Excerpted passage
---
While I was eating, however, an older homeless man approached my table.

“Can I…” he began to say.

I quickly let him down, “I’m sorry man; I don’t have any cash on me…”

“No,” he replied, “I was just wanting a sandwich. Can you get me a sandwich?”

I felt terrible. “Oh, yeah, of course! I’m sorry about that.”

I was kind of in a bind though. I had some important, urgent work I needed to complete during the hour I was eating. I couldn’t really attend to his needs properly at the moment. Trying to be sensitive, I responded, “Hey, you mind if I come get you in like 30 minutes? I have some work I need to get done right now. You’ll be up this way, right?” I motioned with my hands, referring to the short road alongside the block where there was a large, public sitting area and several more restaurants.

He replied, “Yeah, I’ll be right there. I can do that.”

“Great,” I said, “I’ll come find you in just a bit, and I’ll have a sandwich ready for you.”

“Ok, sounds good.” He trailed off and made his way down the street towards the sitting area. I could still spot him from my vantage point.

About 30 minutes passed. I finished my meal, sent the last several emails, and completed my last few mobile assignments. I looked up from my phone, searching for the man, and spotted him from a distance in the same sitting area.

There was a local sandwich shop across the street, so I walked over and ordered the Classic #1 to take to him. I paid for the sandwich, put it in a to-go box, and crossed the street, heading towards the public sitting area. But once I got there, I couldn’t find him. He must have just left. “Well,” I thought, “He can’t be far, I’ll just go find him. I’m sure he’s wondering around the block somewhere.” The historic downtown area isn’t large. In fact, you can see the entire district in one view from the public square.

I walked around, sandwich bag in hand, looking for him. I made a lap around the block. 10 minutes passed by. No luck. Retraced my steps. Another 10 minutes passed by. No luck. “Maybe we’re just missing each other,” I thought. I decided to hang out at the sitting area for a bit, thinking he might come back to where he had left. Several more minutes passed by, and there was no sign of him. I chose to get back on foot. I was determined to find him. I had bought a sandwich for him after all. I had to drive back to Raleigh for work pretty soon, so I decided to take the long way around the block, hoping to run into him on my way back to my car.

Now, this might sound philanthropic, but that’s not the point. Besides, to be honest, I was getting a bit frustrated. I was walking in circles around downtown, in the scorching July heat, wearing dress pants and a long sleeve shirt, sweating for someone I did not know. I wasn’t exactly feeling the spirit of philanthropy.

And I was getting a bit insulted by the whole incident, too. I began to think, “Did the man really think I would lie to him, straight to his face? Does he think I’m that big of a sleaze? That I would promise something and not deliver? I have the means and desire to give him what he asked for. All he had to do was wait just 30 minutes.”

I was getting hot. Physically and emotionally.

But almost immediately, in the midst of my heated, self-justifying feelings, the Spirit spoke to me gently and almost audibly, “Now you know how I feel with you, Austin.” The statement hit me like a brick.

In that moment, I knew exactly what God was trying to communicate through my thick skull–and it’s what He’s trying to speak to each of us, too: “I’m trying to help you. I have the means and the desire to give you what you need and what you want, but you struggle to trust me and to believe in me. You have such a warped view of me at times. Just wait for me. Have faith in me. I’m trustworthy to provide for you. Don’t doubt my goodness. Don’t doubt my timing. Bet on me to come through for you. I’m faithful.”
---
Provided information
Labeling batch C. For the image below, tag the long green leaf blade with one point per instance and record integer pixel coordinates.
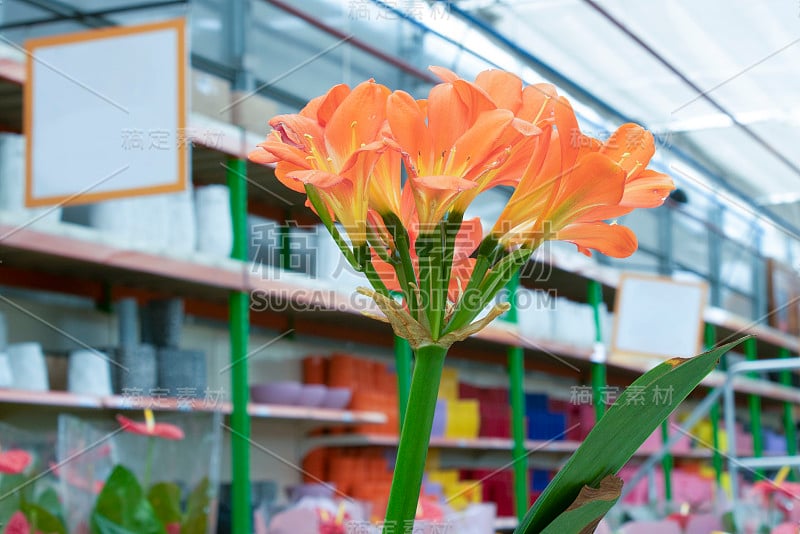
(588, 509)
(621, 431)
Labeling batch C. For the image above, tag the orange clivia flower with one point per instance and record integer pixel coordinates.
(455, 144)
(466, 241)
(579, 184)
(333, 144)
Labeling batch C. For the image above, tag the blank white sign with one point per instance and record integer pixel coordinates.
(105, 114)
(658, 317)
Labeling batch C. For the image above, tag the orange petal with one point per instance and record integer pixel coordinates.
(293, 129)
(647, 189)
(611, 239)
(443, 183)
(262, 157)
(275, 150)
(538, 103)
(569, 133)
(407, 123)
(282, 172)
(329, 102)
(448, 118)
(630, 145)
(319, 179)
(357, 120)
(595, 181)
(479, 142)
(504, 88)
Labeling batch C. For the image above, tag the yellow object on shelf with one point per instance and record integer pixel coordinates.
(463, 493)
(463, 419)
(445, 477)
(433, 461)
(448, 387)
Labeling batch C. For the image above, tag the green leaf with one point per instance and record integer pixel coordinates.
(165, 498)
(122, 508)
(196, 517)
(49, 501)
(585, 513)
(44, 521)
(620, 432)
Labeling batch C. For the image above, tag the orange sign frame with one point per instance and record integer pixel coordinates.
(96, 34)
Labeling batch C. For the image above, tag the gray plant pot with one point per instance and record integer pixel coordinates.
(136, 370)
(162, 322)
(181, 372)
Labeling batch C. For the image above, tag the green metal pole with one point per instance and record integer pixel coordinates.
(666, 464)
(239, 334)
(788, 416)
(595, 296)
(754, 402)
(710, 339)
(516, 375)
(402, 359)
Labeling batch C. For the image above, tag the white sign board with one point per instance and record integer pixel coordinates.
(105, 114)
(658, 317)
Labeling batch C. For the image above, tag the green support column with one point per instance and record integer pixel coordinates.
(666, 464)
(710, 339)
(239, 334)
(402, 359)
(788, 416)
(595, 296)
(754, 402)
(516, 375)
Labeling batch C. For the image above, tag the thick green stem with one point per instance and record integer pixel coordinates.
(405, 270)
(239, 327)
(598, 368)
(710, 339)
(325, 217)
(754, 403)
(788, 415)
(148, 465)
(414, 439)
(402, 360)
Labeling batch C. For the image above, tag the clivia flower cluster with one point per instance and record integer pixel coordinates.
(348, 151)
(397, 174)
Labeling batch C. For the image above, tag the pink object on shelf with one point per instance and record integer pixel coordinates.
(703, 524)
(287, 393)
(312, 395)
(337, 398)
(650, 527)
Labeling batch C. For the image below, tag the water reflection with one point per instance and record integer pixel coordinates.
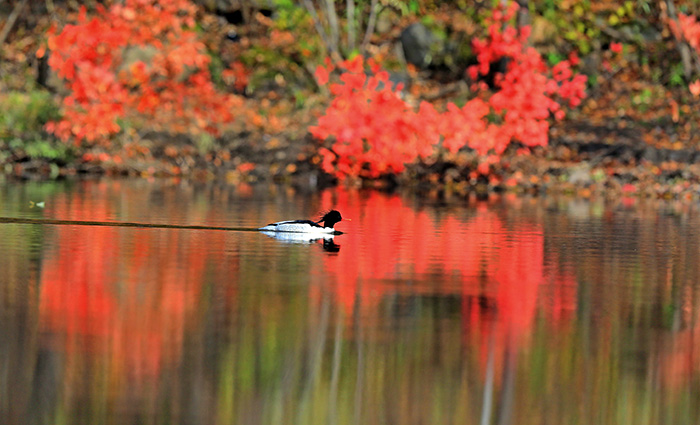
(503, 311)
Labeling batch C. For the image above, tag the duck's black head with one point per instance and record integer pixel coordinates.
(330, 218)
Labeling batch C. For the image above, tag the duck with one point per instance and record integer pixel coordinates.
(329, 220)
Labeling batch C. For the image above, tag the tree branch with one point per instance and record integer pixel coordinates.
(11, 21)
(370, 26)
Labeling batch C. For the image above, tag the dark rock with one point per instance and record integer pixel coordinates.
(650, 154)
(681, 155)
(416, 41)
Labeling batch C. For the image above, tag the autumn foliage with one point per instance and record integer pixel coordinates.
(372, 130)
(687, 28)
(137, 60)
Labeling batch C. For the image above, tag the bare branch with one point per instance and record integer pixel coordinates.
(317, 23)
(370, 26)
(11, 21)
(333, 24)
(352, 37)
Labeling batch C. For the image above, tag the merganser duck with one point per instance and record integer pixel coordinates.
(307, 226)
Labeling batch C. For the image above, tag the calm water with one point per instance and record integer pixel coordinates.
(427, 311)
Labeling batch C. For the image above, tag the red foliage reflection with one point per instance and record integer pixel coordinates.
(127, 296)
(499, 271)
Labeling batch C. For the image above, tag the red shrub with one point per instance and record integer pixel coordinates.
(375, 131)
(171, 90)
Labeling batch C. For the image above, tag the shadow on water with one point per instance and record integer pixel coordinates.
(504, 311)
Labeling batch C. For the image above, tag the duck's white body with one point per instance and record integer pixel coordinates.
(307, 227)
(298, 226)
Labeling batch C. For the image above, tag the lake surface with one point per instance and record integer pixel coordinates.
(428, 310)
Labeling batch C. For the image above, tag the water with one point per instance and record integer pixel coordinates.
(429, 310)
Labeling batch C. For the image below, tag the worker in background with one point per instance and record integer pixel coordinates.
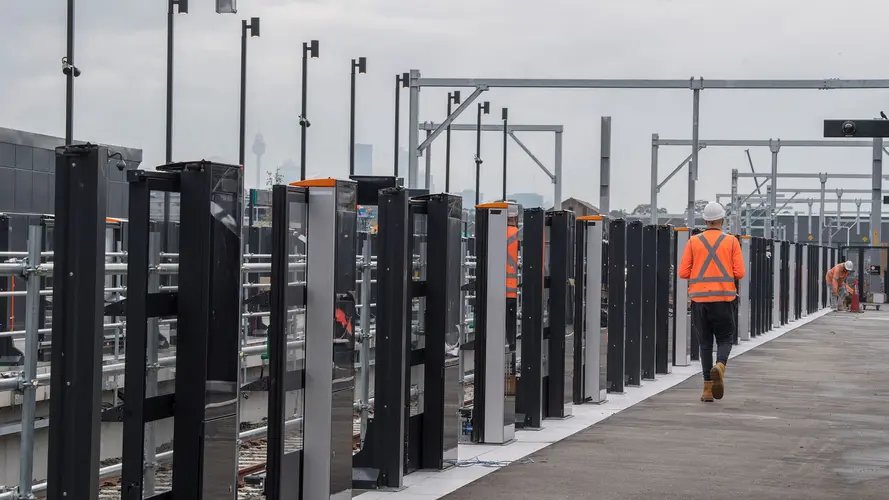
(836, 278)
(711, 263)
(512, 272)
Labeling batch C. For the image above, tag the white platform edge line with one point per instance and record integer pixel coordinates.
(585, 416)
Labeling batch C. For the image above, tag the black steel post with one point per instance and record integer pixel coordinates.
(79, 243)
(303, 122)
(505, 137)
(352, 122)
(243, 107)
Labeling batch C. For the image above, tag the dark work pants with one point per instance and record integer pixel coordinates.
(714, 320)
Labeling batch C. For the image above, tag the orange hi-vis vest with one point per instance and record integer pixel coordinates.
(512, 262)
(837, 276)
(711, 264)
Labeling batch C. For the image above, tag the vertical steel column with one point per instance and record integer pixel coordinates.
(283, 478)
(590, 300)
(489, 424)
(605, 166)
(78, 287)
(649, 251)
(876, 193)
(665, 294)
(633, 314)
(654, 178)
(151, 346)
(744, 292)
(682, 330)
(394, 258)
(561, 327)
(693, 164)
(413, 130)
(529, 399)
(28, 385)
(329, 354)
(441, 382)
(617, 235)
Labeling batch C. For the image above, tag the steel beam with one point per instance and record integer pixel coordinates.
(471, 127)
(691, 83)
(836, 143)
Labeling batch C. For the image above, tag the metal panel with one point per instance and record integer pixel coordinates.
(633, 332)
(682, 332)
(529, 399)
(492, 348)
(616, 297)
(286, 360)
(327, 464)
(561, 328)
(74, 431)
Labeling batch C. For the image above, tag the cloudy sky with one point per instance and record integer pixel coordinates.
(121, 49)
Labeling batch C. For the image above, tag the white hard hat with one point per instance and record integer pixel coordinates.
(714, 211)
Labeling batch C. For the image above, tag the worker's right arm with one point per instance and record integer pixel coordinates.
(737, 260)
(686, 263)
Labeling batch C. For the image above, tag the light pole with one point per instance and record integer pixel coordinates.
(453, 98)
(71, 72)
(483, 107)
(401, 81)
(504, 113)
(253, 28)
(361, 66)
(310, 49)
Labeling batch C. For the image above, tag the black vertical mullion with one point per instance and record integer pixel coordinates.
(78, 286)
(439, 212)
(136, 344)
(633, 335)
(665, 310)
(649, 301)
(529, 405)
(393, 256)
(191, 349)
(616, 289)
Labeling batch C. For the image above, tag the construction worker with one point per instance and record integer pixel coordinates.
(711, 263)
(836, 278)
(512, 272)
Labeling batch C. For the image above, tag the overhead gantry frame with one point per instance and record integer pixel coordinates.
(695, 85)
(556, 130)
(774, 146)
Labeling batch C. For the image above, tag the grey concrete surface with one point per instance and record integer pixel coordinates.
(805, 417)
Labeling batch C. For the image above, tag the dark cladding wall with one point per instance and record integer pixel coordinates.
(27, 180)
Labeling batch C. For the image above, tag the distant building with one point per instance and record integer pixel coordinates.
(527, 200)
(364, 159)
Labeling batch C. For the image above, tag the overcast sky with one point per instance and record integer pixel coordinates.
(120, 98)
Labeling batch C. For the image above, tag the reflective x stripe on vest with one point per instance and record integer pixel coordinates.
(512, 261)
(724, 277)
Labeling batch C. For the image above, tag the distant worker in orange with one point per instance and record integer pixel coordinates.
(711, 264)
(836, 278)
(512, 272)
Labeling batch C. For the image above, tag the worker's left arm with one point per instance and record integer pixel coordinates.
(686, 263)
(737, 260)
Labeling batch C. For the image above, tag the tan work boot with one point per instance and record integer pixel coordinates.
(717, 373)
(707, 397)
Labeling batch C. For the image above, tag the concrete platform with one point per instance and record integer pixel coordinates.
(806, 416)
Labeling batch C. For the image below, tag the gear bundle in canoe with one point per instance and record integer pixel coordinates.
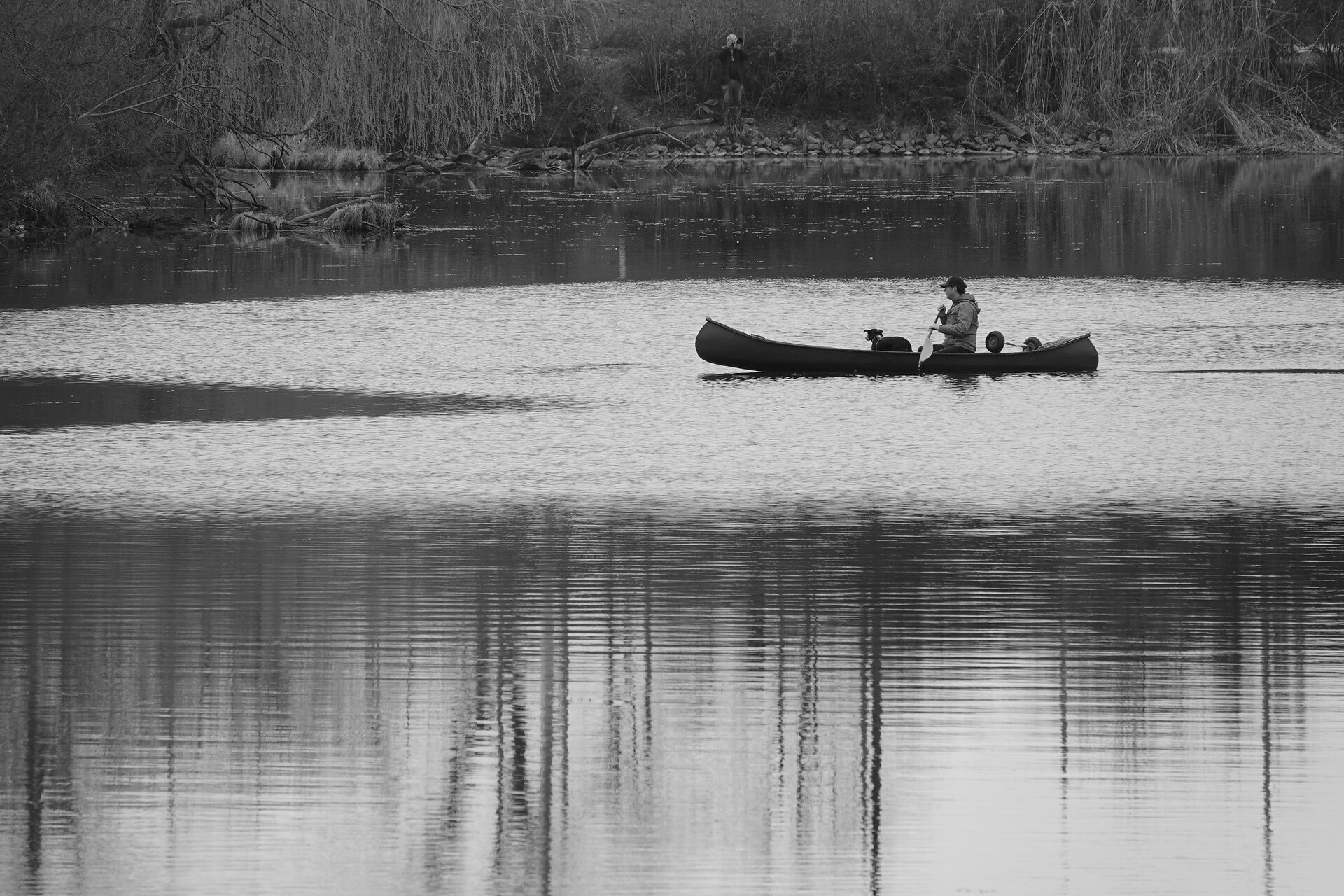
(721, 344)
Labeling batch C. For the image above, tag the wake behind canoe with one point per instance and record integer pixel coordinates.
(721, 344)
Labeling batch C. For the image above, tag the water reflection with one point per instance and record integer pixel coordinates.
(528, 700)
(1184, 218)
(35, 402)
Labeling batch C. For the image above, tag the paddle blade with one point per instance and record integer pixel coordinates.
(927, 348)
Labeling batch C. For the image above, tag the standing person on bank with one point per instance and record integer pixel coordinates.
(958, 323)
(733, 58)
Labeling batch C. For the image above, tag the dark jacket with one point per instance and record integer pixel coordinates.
(734, 61)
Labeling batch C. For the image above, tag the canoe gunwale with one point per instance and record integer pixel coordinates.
(729, 347)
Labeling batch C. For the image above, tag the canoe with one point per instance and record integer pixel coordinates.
(721, 344)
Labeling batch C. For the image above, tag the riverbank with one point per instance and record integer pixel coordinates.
(831, 80)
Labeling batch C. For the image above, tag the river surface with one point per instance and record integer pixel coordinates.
(441, 564)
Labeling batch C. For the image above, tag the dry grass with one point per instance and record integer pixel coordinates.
(370, 216)
(1166, 77)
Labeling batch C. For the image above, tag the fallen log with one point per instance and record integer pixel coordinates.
(635, 132)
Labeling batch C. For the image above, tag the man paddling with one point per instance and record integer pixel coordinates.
(958, 323)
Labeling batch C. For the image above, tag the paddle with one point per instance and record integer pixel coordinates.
(927, 347)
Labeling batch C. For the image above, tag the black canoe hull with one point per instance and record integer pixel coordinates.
(721, 344)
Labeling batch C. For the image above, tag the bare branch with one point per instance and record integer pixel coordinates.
(207, 18)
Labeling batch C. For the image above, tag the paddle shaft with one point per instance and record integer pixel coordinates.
(927, 347)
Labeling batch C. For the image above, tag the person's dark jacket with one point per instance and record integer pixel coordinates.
(734, 61)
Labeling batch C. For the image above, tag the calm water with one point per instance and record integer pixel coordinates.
(444, 566)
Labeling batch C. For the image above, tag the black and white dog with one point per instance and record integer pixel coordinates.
(888, 343)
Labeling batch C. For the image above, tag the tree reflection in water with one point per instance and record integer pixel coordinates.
(568, 701)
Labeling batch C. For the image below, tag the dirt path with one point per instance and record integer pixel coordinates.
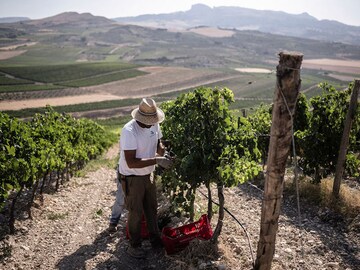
---
Problems
a: Pull out every line of the records that contains the string "jacket", treating uppercase and lowercase as different.
b: Write what comes next in the account of searching downtown for the homeless man with a sandwich, picking up after its final sentence.

Task-by-task answers
a:
Labeling batch C. For the image above, tag the dark jacket with one point per instance and record integer pixel coordinates.
Labeling batch C. For the image above, tag the person's dark jacket with one point per instance and record integer pixel coordinates.

b:
Why didn’t the homeless man stick around just a little bit longer? Because he didn’t believe me. He didn’t trust me. When I told him to wait just 30 minutes, he thought that that was my clever way of letting him down. So, he bailed. And I never found him.

Unfortunately, I’m afraid that too many of us—especially myself—often relate to God in the same way that this homeless man related to me. We don’t trust God. We don’t believe in Him. We view Him wrongly and cheaply when it comes to Him providing for us.

But God represents just the opposite. He’s not a wicked, equivocating con artist who’s trying to bluff us; He’s a faithful, heavenly Father who’s trying to bless us. He calls us to wait, but to wait in faith—believing Him to be who He says He is and expecting Him to do what only He can do.

And as such, we can only begin to be good and ready receivers when we start believing that God is a good and able giver. If the homeless man knew me to be a willing, able lunch-provider, he would have waited just a couple minutes longer. And the same is true of us when it comes to God. If we know God to be a willing, able provider, we will certainly find the strength to wait in expectation for his provision.

The Waiting Season

Waiting, however, is not fun. There’s no way around it. And to me, it has felt draining. The longer I wait, the more weary and the more jaded I seem to become. Why do I feel that way though? Does it have to feel that way?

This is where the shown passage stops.